:: AIM ::
Your task is to extract the lines from the one holding "target: inflatable float handle" through the end of the material. Set them down exactly and add nothing.

:: PROVIDED ENTRIES ::

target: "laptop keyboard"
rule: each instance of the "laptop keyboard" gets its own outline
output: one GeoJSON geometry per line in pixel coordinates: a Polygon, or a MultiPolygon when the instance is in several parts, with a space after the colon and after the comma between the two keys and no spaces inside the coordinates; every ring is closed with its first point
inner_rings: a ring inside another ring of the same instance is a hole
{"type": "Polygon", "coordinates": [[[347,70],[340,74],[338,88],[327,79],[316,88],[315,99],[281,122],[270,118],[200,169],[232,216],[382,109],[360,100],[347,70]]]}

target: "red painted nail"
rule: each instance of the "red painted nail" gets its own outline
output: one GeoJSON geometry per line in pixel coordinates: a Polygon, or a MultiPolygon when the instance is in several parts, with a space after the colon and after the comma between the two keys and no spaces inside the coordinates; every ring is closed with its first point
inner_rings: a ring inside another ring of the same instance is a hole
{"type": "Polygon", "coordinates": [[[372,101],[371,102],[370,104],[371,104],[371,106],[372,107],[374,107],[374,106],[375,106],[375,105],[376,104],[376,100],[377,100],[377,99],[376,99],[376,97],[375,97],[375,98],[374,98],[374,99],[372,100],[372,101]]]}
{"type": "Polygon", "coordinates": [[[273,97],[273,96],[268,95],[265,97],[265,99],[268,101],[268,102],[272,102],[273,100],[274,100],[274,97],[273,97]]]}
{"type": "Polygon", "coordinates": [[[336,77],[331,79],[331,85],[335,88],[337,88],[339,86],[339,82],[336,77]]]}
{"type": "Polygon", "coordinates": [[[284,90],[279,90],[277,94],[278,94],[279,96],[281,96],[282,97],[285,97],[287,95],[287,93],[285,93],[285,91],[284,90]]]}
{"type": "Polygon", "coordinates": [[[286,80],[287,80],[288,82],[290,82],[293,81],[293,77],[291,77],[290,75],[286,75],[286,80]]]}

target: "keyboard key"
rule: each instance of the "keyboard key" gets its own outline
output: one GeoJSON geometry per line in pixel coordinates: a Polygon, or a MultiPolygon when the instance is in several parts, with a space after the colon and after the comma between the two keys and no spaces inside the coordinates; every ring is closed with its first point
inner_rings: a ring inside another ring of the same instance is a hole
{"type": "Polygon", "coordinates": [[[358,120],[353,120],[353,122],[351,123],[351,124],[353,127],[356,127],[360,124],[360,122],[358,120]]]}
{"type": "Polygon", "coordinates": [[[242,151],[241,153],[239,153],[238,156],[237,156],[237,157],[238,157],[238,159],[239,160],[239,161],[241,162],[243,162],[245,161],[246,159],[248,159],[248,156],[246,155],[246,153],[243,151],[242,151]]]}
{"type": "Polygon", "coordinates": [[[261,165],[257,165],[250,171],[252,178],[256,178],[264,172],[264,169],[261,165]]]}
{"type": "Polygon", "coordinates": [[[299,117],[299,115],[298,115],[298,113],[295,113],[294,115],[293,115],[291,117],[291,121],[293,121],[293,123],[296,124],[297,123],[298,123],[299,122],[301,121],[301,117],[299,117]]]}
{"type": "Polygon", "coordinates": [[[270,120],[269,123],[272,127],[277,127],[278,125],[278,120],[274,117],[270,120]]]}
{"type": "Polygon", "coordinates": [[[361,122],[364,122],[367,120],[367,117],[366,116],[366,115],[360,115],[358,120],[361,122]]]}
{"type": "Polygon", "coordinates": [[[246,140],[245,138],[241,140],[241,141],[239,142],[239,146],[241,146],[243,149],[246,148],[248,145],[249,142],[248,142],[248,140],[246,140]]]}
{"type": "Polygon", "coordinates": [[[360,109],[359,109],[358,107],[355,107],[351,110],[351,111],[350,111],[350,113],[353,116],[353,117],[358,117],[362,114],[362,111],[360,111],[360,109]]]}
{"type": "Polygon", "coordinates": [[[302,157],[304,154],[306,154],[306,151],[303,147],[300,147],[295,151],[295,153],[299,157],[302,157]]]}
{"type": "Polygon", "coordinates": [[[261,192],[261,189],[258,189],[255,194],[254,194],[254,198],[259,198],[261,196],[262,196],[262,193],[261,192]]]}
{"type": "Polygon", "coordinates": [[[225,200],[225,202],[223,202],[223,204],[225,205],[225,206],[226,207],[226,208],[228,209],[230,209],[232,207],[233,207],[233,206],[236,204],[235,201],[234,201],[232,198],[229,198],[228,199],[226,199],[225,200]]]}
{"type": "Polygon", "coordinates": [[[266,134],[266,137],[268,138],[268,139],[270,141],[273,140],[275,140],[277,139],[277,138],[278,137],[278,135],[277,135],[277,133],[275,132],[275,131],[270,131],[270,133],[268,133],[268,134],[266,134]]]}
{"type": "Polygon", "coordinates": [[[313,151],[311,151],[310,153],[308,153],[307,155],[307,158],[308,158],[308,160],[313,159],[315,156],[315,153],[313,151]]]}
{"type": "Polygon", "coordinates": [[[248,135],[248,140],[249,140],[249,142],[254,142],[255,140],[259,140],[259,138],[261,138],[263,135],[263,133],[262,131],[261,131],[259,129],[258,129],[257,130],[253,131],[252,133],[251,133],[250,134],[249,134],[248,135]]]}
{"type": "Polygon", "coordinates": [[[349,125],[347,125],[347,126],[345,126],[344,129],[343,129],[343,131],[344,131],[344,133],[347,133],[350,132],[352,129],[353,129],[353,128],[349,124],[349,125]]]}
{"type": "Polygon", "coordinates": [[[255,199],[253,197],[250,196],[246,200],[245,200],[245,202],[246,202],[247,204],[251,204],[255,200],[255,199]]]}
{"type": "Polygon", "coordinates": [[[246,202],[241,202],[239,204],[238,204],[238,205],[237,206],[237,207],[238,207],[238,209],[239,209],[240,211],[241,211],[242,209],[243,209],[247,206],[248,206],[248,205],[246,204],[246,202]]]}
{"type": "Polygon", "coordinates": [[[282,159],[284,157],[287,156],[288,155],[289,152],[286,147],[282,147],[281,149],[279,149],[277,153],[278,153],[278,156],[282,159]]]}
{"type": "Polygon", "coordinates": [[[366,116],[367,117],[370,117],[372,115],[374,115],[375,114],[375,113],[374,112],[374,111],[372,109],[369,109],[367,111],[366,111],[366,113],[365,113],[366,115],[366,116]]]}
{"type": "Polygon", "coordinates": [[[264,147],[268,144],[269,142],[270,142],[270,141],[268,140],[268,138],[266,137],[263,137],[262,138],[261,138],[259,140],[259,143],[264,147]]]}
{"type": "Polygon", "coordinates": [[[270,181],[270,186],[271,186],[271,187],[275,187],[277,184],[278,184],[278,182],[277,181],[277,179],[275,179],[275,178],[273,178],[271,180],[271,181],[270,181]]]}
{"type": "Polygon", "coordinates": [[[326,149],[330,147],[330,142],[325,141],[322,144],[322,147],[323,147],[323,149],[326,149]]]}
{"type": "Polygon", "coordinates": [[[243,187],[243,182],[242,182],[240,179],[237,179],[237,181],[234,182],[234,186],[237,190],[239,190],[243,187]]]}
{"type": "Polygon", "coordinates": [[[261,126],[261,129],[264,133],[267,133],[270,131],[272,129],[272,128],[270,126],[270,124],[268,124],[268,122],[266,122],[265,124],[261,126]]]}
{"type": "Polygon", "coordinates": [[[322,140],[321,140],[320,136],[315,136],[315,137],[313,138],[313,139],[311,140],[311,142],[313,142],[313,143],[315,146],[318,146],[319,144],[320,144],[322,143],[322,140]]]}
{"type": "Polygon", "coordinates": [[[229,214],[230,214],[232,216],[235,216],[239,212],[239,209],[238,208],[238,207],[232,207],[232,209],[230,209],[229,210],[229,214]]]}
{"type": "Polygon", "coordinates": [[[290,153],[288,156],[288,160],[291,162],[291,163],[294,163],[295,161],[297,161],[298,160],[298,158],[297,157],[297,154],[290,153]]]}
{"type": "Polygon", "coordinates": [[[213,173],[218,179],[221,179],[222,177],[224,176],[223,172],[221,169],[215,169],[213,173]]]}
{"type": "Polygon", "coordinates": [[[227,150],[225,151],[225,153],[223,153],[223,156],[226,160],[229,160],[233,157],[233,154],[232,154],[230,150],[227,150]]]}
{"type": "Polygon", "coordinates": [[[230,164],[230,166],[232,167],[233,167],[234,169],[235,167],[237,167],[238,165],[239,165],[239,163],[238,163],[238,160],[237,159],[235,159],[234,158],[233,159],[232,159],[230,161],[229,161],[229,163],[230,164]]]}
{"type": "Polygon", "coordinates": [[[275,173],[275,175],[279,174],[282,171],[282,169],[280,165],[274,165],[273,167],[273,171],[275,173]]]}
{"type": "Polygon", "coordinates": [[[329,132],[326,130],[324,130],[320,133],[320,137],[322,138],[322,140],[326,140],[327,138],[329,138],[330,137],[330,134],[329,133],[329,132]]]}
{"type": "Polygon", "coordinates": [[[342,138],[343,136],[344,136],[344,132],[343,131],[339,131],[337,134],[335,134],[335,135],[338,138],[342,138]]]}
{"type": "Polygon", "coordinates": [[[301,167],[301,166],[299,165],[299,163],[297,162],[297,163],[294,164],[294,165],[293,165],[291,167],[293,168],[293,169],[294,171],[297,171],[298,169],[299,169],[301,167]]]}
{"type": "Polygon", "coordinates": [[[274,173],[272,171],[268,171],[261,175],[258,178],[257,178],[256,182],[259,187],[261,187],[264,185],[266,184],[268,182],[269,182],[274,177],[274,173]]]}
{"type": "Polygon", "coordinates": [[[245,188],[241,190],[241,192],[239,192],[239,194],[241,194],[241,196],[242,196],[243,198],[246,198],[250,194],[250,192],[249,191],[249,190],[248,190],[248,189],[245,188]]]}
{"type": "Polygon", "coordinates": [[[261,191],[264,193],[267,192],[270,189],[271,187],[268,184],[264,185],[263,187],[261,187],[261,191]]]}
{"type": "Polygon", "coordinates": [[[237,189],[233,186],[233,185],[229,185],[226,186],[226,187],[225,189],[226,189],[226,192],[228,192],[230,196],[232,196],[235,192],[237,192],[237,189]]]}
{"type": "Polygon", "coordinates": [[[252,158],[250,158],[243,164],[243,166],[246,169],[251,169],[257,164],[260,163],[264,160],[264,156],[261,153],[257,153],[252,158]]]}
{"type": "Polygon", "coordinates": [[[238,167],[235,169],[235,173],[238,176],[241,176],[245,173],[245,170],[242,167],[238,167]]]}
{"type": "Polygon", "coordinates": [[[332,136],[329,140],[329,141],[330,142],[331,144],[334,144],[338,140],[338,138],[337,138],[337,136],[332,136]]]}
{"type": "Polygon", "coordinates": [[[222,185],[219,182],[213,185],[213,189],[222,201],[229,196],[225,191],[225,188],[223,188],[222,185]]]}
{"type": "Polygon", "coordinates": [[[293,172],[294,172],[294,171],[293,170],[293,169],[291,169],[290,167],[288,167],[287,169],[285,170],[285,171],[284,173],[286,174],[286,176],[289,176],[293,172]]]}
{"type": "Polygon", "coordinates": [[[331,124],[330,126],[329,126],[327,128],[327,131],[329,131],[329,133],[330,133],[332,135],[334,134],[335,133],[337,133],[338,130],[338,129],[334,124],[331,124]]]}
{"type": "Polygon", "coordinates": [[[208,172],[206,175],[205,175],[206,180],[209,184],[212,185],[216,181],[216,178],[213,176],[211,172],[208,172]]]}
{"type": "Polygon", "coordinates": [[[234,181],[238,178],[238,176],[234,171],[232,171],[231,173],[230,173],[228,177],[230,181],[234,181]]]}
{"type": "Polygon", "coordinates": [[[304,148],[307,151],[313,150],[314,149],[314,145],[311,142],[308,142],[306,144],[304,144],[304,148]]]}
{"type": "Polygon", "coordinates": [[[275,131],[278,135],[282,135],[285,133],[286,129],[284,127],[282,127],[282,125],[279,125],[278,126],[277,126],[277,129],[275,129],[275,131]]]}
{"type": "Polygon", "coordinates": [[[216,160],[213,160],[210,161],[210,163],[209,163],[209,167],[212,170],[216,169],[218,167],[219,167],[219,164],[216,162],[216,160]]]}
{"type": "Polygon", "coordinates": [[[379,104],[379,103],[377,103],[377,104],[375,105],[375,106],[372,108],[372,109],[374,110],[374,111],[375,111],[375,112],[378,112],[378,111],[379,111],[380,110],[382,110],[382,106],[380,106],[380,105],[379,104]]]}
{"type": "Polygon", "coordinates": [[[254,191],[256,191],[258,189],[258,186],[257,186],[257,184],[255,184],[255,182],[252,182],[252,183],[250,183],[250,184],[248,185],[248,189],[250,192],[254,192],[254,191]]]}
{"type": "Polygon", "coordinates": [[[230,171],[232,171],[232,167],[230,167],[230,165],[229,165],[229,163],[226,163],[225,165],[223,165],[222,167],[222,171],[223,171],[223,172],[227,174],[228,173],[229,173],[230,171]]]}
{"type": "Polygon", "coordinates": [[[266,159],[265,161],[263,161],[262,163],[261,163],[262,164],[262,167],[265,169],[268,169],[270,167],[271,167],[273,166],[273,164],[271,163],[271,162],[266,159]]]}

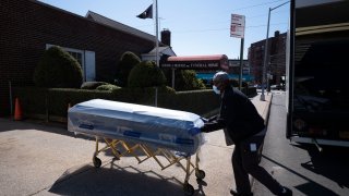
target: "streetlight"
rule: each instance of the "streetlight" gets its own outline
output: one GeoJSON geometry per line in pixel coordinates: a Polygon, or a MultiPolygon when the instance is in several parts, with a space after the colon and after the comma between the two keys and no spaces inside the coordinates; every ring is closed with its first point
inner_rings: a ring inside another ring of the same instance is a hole
{"type": "Polygon", "coordinates": [[[265,46],[264,46],[264,62],[263,62],[263,79],[262,79],[262,95],[261,95],[261,100],[265,101],[265,95],[264,95],[264,89],[265,89],[265,74],[266,74],[266,64],[268,62],[267,60],[267,51],[268,51],[268,38],[269,38],[269,22],[270,22],[270,12],[275,9],[278,9],[282,7],[284,4],[288,3],[290,1],[286,1],[282,4],[279,4],[275,8],[269,8],[268,12],[268,23],[267,23],[267,29],[266,29],[266,39],[265,39],[265,46]]]}

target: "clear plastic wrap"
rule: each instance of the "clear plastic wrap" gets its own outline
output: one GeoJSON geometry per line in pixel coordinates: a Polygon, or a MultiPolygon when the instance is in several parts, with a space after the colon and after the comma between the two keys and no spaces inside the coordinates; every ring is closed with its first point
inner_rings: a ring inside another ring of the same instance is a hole
{"type": "Polygon", "coordinates": [[[193,155],[204,143],[204,125],[194,113],[93,99],[69,109],[68,130],[193,155]]]}

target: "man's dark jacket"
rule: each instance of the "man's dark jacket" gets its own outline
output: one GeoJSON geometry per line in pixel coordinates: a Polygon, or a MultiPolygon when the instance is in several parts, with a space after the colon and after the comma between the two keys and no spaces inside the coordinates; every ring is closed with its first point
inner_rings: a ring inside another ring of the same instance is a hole
{"type": "MultiPolygon", "coordinates": [[[[264,120],[251,100],[240,90],[227,86],[221,97],[220,112],[216,120],[205,123],[203,132],[227,128],[233,143],[239,143],[264,130],[264,120]]],[[[227,136],[227,135],[226,135],[227,136]]]]}

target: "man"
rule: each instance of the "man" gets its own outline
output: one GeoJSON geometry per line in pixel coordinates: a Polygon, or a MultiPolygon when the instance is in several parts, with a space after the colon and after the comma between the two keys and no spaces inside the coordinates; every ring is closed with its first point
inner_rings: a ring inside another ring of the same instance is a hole
{"type": "Polygon", "coordinates": [[[254,105],[241,91],[233,89],[226,72],[218,72],[213,78],[213,89],[220,95],[220,112],[209,119],[202,127],[208,133],[224,128],[227,145],[236,145],[232,152],[232,169],[237,191],[231,195],[253,195],[249,174],[264,184],[275,195],[292,195],[292,192],[281,186],[260,164],[260,155],[266,133],[263,118],[254,105]]]}

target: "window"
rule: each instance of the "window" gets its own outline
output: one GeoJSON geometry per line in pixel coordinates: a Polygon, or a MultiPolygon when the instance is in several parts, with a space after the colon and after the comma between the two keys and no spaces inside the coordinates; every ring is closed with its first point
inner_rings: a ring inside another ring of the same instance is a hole
{"type": "MultiPolygon", "coordinates": [[[[46,49],[56,45],[46,45],[46,49]]],[[[96,71],[95,71],[95,52],[87,50],[79,50],[73,48],[61,47],[64,51],[70,53],[76,61],[80,63],[84,73],[84,81],[95,81],[96,71]]]]}
{"type": "Polygon", "coordinates": [[[69,50],[67,52],[70,53],[73,58],[75,58],[80,65],[83,64],[83,54],[81,52],[74,52],[69,50]]]}

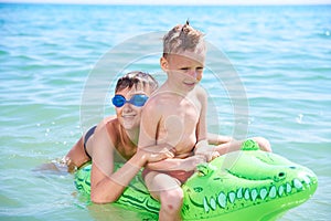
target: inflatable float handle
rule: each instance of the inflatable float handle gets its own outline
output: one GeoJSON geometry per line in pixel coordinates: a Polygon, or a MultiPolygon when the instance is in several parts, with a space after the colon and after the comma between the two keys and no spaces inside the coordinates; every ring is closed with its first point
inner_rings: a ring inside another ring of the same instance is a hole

:: ANSWER ::
target: inflatable float handle
rule: each instance of the inflatable float handle gets its own outline
output: one GeoJSON geometry per line in pixel coordinates: a Polygon, or a MultiPolygon when the instance is in several parts, with a space after the colon and after the comma between the two keys and no spaces inside the coordinates; every ring is closed with its first point
inner_rings: a ring inside another ring of the same instance is a hole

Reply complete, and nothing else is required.